Wednesday, April 17, 2019

The Morning Call--I can't argue with the dataflow


The Morning Call

4/18/19

The Market
         
    Technical

The Averages (DJIA 26449, S&P 2900) drifted lower on higher volume and mixed breadth.  While the pin action was hardly attention grabbing, it did result in a confusing outcome: (1) the S&P closed below the lower boundary of its very short term uptrend; if it remains there through the close today, it will void that trend and (2) the Dow ended above its prior high for a second day, reestablishing a very short term uptrend.  I am not going to read too much into this until there is some clarifying follow through.  For now, I continue to believe that the indices will almost surely hold their momentum long enough to challenge their all-time highs.

But, there are two potential negatives that I discussed in last weekend’s Closing Bell: (1) both indices made a second gap up open on Friday.  Meaning they now have two gap up opens exerting restrain on the upside, (2) while the recent drawdown in the VIX would normally be a plus for stocks, it has now reached a level that puts it near an all-time low.  Historically, this has been a signal that stock prices are getting stretched.

The long bond was up fractionally, ending above (but near) near the lower boundary of its very short term uptrend and above MA’s.

**COLLECTED MATERIAL**
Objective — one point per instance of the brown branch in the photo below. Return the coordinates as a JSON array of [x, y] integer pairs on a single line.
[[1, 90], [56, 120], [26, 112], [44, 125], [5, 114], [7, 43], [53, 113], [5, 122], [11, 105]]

**TASKS FOR THIS EXERCISE**
**a)** Rewrite the stretch of the market commentary from "Wednesday, April 17, 2019" through "their all-time highs.", putting "Dow Jones Industrial Average" in place of "Dow".
**b)** Extend the market commentary by continuing it from the point where it stops.

**THE RESPONSES**
**a)**
Wednesday, April 17, 2019

The Morning Call--I can't argue with the dataflow


The Morning Call

4/18/19

The Market
         
    Technical

The Averages (DJIA 26449, S&P 2900) drifted lower on higher volume and mixed breadth.  While the pin action was hardly attention grabbing, it did result in a confusing outcome: (1) the S&P closed below the lower boundary of its very short term uptrend; if it remains there through the close today, it will void that trend and (2) the Dow Jones Industrial Average ended above its prior high for a second day, reestablishing a very short term uptrend.  I am not going to read too much into this until there is some clarifying follow through.  For now, I continue to believe that the indices will almost surely hold their momentum long enough to challenge their all-time highs.

**b)**
The dollar was down two cents.   So, it remains in a solid uptrend.  The only thing I can see wrong with this chart is that it needs to trade meaningfully above its prior high.

GLD (120) was down slightly, finishing below its 100 DMA/triple bottom for a second day.  If it remains there through the close today, the 100 DMA will revert to resistance and the downside objective established by it head and shoulders will be roughly the lower boundary of its short term uptrend (117).  Clearly, this chart is deteriorating.

Bottom line: after one day of trading in sync, the Averages are back out of it---though not enough to raise questions about direction (up).  And the other Markets that I follow continue to reflect an emerging narrative pointing to improving economic growth and higher interest rates.  It is still a bit early to feel comfortable with this scenario; but the signs are there.

            Corrections and declines.

            Wednesday in the charts.

    Fundamental

       Headlines

            Yesterday’s US data was slightly upbeat: weekly mortgage applications down while purchase applications improved fractionally, February wholesale inventories were below expectations but sales increased, and the February trade deficit was less than anticipated.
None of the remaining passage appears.